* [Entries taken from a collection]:
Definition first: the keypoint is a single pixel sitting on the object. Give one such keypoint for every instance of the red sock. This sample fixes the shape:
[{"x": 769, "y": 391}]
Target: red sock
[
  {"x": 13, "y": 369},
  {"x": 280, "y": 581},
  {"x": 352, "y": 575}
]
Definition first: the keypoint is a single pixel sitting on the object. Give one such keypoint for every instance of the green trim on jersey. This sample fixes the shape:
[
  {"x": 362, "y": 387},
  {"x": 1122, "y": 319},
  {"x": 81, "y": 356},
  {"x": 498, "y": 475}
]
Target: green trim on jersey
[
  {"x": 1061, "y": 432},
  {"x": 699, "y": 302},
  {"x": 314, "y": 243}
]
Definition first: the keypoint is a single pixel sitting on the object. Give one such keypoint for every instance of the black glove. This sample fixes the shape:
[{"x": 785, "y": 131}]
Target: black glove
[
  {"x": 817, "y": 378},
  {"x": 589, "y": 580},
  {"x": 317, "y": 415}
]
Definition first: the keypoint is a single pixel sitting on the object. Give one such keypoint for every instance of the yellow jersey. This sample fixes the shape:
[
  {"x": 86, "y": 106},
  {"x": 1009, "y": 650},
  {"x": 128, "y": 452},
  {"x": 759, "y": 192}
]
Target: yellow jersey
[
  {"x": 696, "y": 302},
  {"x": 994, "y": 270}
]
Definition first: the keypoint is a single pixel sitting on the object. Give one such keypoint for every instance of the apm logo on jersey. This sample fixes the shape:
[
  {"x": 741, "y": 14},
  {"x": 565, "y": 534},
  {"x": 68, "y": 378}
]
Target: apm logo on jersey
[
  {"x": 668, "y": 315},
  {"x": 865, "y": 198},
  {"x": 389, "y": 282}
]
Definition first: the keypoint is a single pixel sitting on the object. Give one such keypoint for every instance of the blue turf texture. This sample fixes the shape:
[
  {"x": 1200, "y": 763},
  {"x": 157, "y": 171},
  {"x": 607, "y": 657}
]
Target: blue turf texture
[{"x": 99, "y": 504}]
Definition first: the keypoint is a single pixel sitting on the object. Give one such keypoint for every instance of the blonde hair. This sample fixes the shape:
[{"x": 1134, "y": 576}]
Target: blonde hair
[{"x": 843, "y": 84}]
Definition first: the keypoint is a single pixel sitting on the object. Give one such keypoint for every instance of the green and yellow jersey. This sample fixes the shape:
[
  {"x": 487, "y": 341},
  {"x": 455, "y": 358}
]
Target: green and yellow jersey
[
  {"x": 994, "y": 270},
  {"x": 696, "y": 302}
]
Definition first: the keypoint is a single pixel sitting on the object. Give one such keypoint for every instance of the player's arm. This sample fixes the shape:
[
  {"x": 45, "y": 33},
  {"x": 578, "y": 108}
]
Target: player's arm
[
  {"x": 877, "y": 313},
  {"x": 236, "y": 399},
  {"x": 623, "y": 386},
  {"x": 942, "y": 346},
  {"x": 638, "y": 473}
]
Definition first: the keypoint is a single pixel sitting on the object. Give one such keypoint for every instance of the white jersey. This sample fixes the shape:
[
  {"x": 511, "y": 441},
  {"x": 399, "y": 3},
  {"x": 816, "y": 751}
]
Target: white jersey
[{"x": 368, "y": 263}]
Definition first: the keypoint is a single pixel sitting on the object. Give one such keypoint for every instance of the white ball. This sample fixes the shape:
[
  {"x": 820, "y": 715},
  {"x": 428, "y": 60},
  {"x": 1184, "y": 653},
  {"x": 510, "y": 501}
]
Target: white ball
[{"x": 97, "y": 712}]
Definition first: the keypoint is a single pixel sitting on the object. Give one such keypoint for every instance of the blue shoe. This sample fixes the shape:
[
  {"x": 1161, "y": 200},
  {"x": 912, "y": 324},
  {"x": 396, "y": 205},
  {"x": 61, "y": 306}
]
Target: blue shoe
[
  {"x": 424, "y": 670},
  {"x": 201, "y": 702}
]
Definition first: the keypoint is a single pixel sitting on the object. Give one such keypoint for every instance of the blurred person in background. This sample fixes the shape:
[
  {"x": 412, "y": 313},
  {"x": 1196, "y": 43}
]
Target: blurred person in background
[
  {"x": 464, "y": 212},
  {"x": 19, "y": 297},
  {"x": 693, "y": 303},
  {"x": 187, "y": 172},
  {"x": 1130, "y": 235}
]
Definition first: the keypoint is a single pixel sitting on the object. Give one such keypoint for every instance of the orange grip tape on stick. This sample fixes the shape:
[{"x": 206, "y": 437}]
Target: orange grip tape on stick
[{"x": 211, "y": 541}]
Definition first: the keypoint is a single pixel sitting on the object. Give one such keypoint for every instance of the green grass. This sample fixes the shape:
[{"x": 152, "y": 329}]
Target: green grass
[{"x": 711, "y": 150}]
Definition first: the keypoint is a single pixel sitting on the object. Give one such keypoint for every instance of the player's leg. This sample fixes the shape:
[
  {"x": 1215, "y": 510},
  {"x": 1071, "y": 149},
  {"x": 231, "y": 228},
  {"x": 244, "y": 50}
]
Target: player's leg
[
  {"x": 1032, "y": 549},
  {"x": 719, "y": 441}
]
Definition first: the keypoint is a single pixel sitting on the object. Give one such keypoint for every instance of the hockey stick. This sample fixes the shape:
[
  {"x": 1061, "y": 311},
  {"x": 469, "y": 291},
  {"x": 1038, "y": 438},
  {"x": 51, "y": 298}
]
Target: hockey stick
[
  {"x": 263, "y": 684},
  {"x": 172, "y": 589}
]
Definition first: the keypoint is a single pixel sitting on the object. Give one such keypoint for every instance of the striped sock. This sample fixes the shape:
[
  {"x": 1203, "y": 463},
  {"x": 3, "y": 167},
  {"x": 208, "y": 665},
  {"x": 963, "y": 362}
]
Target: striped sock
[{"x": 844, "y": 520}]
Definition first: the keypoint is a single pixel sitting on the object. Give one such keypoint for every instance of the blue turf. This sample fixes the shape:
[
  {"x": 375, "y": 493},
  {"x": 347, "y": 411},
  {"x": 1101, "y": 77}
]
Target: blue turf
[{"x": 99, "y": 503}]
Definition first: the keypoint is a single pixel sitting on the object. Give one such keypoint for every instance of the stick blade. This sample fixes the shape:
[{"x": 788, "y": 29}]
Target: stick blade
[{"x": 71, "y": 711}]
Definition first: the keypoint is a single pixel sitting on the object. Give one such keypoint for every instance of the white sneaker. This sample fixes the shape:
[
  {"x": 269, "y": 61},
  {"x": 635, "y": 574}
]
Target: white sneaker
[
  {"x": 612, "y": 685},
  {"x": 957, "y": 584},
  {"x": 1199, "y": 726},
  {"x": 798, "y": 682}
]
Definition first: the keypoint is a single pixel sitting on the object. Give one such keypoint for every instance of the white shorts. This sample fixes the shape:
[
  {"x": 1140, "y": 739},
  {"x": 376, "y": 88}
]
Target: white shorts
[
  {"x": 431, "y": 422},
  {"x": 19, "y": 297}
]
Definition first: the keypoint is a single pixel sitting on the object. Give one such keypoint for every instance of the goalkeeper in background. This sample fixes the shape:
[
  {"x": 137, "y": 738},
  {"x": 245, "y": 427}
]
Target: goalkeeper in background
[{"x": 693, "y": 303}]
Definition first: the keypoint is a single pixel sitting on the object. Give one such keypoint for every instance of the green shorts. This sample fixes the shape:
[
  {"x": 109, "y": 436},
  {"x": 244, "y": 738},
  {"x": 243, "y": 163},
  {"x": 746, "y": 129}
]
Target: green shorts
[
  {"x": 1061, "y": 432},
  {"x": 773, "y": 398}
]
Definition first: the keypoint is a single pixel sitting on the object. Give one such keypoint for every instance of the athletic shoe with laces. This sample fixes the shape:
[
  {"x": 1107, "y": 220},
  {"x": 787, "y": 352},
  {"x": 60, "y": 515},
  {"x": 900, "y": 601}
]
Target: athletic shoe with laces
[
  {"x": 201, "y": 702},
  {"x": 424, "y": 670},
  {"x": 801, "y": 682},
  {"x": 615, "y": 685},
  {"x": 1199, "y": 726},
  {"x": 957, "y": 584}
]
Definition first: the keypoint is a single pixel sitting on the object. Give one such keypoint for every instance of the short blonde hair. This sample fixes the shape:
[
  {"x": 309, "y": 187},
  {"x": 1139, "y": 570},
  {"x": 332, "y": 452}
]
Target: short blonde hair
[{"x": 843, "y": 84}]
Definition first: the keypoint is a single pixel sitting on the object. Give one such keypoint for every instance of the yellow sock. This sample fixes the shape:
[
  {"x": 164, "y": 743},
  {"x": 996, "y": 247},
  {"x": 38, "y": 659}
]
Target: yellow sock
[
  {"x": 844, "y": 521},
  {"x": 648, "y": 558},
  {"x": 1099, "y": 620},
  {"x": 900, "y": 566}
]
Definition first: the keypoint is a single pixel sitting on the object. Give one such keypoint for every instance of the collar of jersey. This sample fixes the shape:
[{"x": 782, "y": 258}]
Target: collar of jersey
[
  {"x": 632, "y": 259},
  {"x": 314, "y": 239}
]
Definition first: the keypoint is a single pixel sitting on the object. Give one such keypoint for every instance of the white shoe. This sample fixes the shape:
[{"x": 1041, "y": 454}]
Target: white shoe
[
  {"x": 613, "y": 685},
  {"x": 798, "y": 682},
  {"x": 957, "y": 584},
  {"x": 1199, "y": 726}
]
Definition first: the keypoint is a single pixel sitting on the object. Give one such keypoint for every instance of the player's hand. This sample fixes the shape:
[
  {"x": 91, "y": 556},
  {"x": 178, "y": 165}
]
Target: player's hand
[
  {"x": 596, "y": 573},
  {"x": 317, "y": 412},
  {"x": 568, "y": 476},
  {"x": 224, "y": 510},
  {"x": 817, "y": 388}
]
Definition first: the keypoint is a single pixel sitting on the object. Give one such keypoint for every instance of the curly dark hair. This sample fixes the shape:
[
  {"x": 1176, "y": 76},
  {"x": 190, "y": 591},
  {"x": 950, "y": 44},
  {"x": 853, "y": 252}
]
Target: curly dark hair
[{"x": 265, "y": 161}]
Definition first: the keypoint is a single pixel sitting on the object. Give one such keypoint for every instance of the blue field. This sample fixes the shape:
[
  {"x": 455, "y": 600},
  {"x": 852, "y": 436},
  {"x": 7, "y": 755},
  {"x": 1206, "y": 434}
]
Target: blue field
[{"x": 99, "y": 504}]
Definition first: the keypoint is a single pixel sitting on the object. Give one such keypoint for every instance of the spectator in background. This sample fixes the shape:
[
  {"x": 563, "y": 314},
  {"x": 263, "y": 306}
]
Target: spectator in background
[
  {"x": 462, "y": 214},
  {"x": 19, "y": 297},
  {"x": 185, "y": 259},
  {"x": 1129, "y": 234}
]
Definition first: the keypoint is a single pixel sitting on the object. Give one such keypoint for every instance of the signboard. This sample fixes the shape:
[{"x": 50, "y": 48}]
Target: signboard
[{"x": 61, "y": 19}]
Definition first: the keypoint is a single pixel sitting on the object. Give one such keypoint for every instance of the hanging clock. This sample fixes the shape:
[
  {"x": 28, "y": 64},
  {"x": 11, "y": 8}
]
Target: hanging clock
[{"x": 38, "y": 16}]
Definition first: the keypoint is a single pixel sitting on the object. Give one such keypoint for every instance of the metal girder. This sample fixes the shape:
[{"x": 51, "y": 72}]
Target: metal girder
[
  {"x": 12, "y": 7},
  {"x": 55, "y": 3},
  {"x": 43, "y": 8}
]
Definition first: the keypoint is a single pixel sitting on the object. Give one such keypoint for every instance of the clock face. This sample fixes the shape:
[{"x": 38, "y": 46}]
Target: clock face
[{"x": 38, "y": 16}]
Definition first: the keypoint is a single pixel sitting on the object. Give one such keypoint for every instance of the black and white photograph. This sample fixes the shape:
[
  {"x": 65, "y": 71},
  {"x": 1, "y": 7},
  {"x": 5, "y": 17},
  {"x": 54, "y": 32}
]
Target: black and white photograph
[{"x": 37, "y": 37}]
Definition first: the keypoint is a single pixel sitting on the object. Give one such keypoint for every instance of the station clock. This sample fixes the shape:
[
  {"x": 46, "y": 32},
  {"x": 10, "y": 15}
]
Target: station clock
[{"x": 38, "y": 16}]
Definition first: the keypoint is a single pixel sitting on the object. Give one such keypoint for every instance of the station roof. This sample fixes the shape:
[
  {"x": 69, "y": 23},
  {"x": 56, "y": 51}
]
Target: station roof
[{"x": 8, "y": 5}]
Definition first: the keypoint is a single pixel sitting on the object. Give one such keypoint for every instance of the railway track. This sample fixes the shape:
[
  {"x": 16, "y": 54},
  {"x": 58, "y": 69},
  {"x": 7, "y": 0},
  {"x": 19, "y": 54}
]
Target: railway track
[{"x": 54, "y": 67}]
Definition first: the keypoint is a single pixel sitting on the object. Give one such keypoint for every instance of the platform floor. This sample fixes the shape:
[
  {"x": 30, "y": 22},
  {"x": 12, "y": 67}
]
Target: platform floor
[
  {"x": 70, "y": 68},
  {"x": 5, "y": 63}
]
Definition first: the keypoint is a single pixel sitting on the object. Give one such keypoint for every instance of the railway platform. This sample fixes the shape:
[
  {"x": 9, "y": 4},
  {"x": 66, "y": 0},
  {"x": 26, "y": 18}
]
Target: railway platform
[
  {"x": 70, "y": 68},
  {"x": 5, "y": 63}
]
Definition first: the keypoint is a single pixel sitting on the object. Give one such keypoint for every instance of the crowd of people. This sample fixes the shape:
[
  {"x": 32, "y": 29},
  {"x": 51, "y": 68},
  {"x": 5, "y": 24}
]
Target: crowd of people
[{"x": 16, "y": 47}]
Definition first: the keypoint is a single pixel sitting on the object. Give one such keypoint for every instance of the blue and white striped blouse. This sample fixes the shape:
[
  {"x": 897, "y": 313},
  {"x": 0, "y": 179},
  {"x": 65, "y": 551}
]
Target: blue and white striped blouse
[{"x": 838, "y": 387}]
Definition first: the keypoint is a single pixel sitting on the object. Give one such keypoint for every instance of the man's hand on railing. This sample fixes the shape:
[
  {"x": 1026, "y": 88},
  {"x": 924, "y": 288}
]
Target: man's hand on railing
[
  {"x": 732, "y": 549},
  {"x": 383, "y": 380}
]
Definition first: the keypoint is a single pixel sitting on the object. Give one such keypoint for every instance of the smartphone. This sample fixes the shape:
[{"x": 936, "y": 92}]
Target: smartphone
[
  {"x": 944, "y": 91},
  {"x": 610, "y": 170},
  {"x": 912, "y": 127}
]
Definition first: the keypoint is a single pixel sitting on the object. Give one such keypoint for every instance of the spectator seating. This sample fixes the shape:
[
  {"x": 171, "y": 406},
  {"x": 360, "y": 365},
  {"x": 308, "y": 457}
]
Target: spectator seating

* [Set exercise]:
Locate the line with "of the man's" in the entries above; extract it and every line after it, verbatim.

* [Written answer]:
Definition first: the keypoint is a single pixel sitting on the object. Give one such keypoint for every instance of the man's hand on railing. This sample fixes the shape:
[
  {"x": 1026, "y": 88},
  {"x": 924, "y": 288}
]
Target: man's hand on railing
[
  {"x": 732, "y": 549},
  {"x": 383, "y": 380}
]
Definition first: the keypoint is a single pixel sitting on the object. Give one such keypoint for every instance of the smartphone. This sample fixes the shape:
[{"x": 936, "y": 92}]
Target: smartphone
[
  {"x": 944, "y": 91},
  {"x": 610, "y": 170},
  {"x": 912, "y": 127}
]
Definition first: the keypoint is a single pixel sitting on the object. Give one such keypoint for every instance of the spectator seating. This sample fixes the shape:
[
  {"x": 171, "y": 406},
  {"x": 360, "y": 365},
  {"x": 308, "y": 457}
]
Target: spectator seating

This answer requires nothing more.